◆ Exercise directions ◆
After dropping the pictures, give again exactly the lines of the data from its first line through the line with "# holes follow the even-odd rule", which is included as well.

Records excerpted from a collection
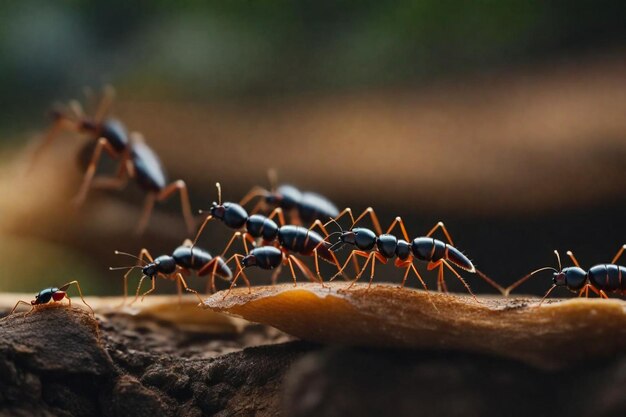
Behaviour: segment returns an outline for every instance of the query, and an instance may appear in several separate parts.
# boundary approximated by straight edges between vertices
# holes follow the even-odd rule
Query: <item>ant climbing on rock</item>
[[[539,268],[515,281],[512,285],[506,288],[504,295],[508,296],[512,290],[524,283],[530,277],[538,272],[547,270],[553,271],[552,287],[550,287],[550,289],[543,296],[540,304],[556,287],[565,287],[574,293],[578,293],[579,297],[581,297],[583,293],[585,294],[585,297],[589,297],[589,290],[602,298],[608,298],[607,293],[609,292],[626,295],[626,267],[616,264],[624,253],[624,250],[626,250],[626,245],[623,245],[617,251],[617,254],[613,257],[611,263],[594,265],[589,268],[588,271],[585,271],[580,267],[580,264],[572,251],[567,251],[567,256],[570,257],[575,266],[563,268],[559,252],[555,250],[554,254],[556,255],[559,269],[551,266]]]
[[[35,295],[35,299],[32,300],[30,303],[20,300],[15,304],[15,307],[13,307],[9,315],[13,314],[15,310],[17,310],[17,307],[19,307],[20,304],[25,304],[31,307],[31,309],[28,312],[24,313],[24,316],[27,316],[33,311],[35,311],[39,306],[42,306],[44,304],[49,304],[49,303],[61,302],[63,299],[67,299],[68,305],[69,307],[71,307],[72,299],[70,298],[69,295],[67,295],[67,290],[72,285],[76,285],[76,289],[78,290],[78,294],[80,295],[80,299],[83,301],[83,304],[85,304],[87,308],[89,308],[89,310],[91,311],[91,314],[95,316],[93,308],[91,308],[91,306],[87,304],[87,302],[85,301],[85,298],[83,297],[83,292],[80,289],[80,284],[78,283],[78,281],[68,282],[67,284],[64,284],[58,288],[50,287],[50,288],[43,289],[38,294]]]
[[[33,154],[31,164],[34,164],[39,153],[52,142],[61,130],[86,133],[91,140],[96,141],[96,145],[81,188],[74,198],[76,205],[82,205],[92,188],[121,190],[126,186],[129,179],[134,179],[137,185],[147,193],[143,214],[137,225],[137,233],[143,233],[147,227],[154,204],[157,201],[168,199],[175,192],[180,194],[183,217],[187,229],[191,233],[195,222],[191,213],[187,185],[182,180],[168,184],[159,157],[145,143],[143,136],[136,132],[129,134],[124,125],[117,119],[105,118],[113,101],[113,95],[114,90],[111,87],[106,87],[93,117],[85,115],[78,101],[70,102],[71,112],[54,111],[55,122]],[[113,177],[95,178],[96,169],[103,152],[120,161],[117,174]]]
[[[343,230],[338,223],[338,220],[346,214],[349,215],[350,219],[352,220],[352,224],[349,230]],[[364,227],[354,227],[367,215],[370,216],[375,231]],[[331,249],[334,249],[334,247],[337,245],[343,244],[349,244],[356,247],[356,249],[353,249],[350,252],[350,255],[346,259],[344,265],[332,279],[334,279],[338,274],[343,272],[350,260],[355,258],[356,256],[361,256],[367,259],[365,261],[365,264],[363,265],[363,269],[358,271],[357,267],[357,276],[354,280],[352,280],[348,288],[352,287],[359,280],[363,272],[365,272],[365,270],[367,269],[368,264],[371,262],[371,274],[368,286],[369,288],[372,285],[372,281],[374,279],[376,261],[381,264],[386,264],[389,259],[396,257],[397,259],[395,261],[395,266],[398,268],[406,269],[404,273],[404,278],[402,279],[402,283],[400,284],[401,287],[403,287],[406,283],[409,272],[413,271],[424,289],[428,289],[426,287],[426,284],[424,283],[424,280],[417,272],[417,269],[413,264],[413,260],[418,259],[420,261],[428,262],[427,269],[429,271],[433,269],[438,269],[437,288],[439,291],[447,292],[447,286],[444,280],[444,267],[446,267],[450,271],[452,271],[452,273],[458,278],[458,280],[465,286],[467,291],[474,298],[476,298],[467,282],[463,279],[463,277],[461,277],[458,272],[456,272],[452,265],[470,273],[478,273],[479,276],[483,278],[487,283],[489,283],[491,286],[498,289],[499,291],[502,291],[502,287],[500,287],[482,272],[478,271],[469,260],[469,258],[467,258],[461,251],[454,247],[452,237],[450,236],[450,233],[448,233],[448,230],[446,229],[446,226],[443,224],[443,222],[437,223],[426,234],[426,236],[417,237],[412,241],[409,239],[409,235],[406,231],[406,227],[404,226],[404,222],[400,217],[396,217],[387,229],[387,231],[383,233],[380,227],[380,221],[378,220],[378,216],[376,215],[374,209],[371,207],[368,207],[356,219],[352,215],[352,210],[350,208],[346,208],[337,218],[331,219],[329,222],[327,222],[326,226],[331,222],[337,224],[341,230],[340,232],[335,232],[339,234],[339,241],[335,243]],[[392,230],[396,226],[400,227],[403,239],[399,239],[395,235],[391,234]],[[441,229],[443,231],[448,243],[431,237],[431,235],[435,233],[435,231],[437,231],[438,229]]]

◆ Output of the task ◆
Behaviour: segment returns an outline for every instance of the query, and an instance may appear in several separate parts.
# boundary approximated by straight edges between vertices
# holes follow the even-odd rule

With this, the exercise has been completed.